→ Task prompt: Could you transcribe every record below exactly as written, leaving out any pictures?

(Point localization data)
::::::::

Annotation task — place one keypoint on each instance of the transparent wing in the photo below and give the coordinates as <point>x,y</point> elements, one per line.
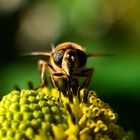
<point>94,54</point>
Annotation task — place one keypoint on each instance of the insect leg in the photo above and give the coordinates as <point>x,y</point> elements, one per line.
<point>60,81</point>
<point>85,73</point>
<point>42,69</point>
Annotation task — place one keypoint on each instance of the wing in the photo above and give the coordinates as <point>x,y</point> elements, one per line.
<point>94,54</point>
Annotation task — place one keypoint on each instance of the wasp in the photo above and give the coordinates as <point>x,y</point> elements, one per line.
<point>66,64</point>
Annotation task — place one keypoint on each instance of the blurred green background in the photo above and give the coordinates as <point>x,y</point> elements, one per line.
<point>101,26</point>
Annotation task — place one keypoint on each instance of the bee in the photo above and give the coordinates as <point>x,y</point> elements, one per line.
<point>66,64</point>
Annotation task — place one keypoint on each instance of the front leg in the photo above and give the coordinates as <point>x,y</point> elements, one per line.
<point>60,81</point>
<point>42,69</point>
<point>85,73</point>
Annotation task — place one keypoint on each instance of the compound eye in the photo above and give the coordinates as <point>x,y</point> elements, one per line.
<point>58,57</point>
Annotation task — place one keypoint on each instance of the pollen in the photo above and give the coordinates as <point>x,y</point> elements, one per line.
<point>38,114</point>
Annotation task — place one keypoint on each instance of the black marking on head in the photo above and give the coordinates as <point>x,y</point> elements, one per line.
<point>58,57</point>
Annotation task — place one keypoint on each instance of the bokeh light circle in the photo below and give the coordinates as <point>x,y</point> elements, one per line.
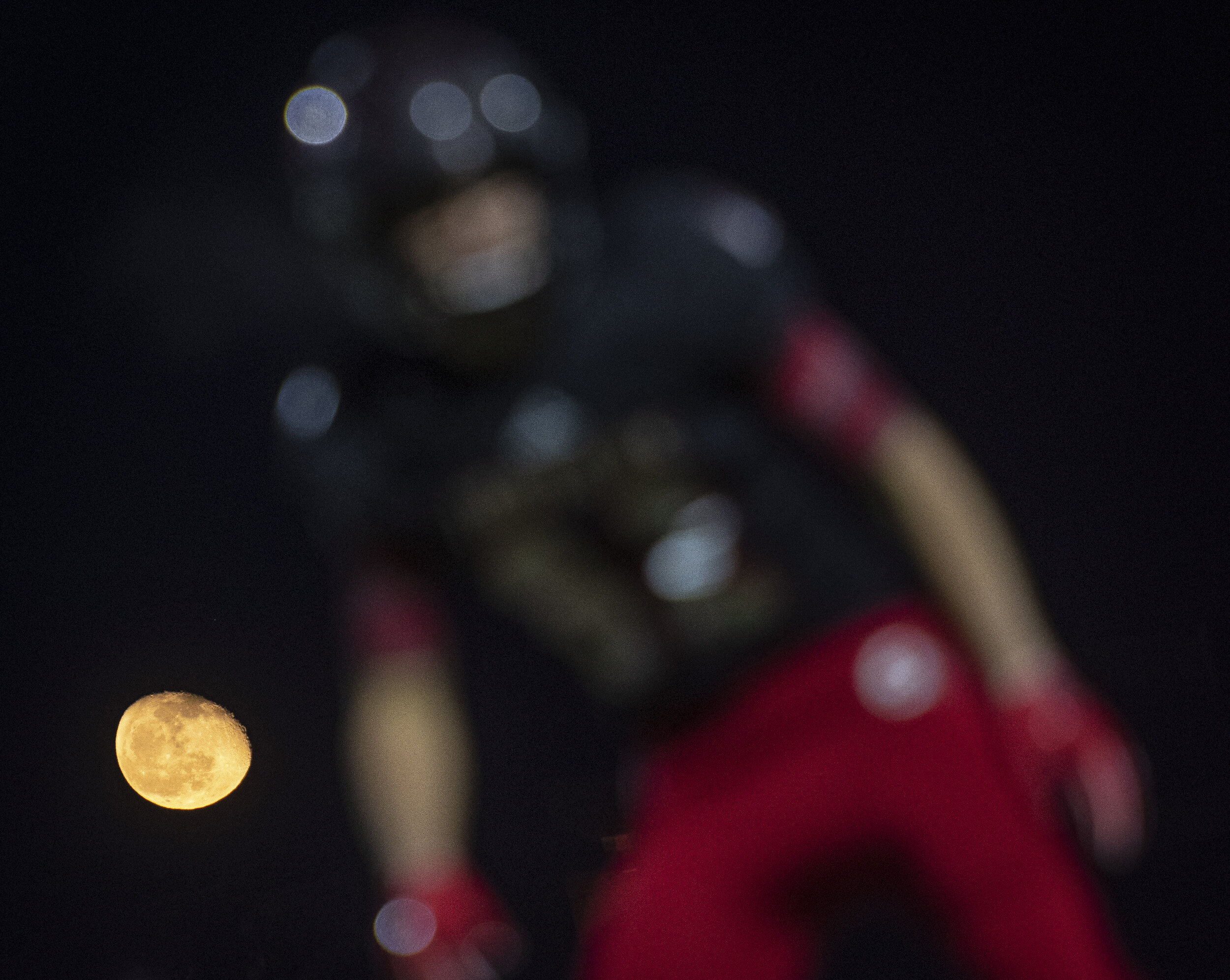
<point>315,115</point>
<point>404,926</point>
<point>441,111</point>
<point>308,402</point>
<point>511,102</point>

::::::::

→ Final answer:
Annotation task — place one keypoint on each instance of the transparent wing in the photo below and give the coordinates as <point>x,y</point> elements, one per line.
<point>94,54</point>
Annotation task — place one keypoint on each instance of the insect leg in the photo above and give the coordinates as <point>x,y</point> elements, one per line.
<point>60,81</point>
<point>85,73</point>
<point>42,69</point>
Annotation task — place one keypoint on each instance of the wing in the photo above and give the coordinates as <point>x,y</point> elements, one per line.
<point>94,54</point>
Annotation task — place one keypoint on each instance of the wasp in the photo above and give the coordinates as <point>x,y</point> elements, one per line.
<point>66,64</point>
Annotation task — place one keypoint on each instance of the blurred green background in the photo above and give the coordinates as <point>x,y</point> elements, one per line.
<point>101,26</point>
Annotation task — place one keypoint on each instance of the bee in the photo above and give the coordinates as <point>x,y</point> elements, one per line.
<point>66,64</point>
Annotation task — place one keypoint on each instance of the front leg in the photo above and give the coordinates as <point>x,y</point> elements, one per line.
<point>60,81</point>
<point>42,69</point>
<point>85,73</point>
Annotation task — place one keypoint on each instance of the compound eye in the photo above and give the coordinates as <point>x,y</point> elements, one per line.
<point>58,57</point>
Annotation task — place one keypoint on each instance of the pollen in the photo above and give the coordinates as <point>x,y</point> elements, one per line.
<point>38,114</point>
Annotation task — place one keypoint on each instance of the black marking on head in the photo above and give the coordinates as <point>x,y</point> elements, one per line.
<point>58,57</point>
Annotation task — place one keypoint on each instance of the bokeh light circle in the photo below and give the coordinates as <point>x,y</point> elements, one per line.
<point>315,115</point>
<point>404,926</point>
<point>441,111</point>
<point>308,402</point>
<point>511,102</point>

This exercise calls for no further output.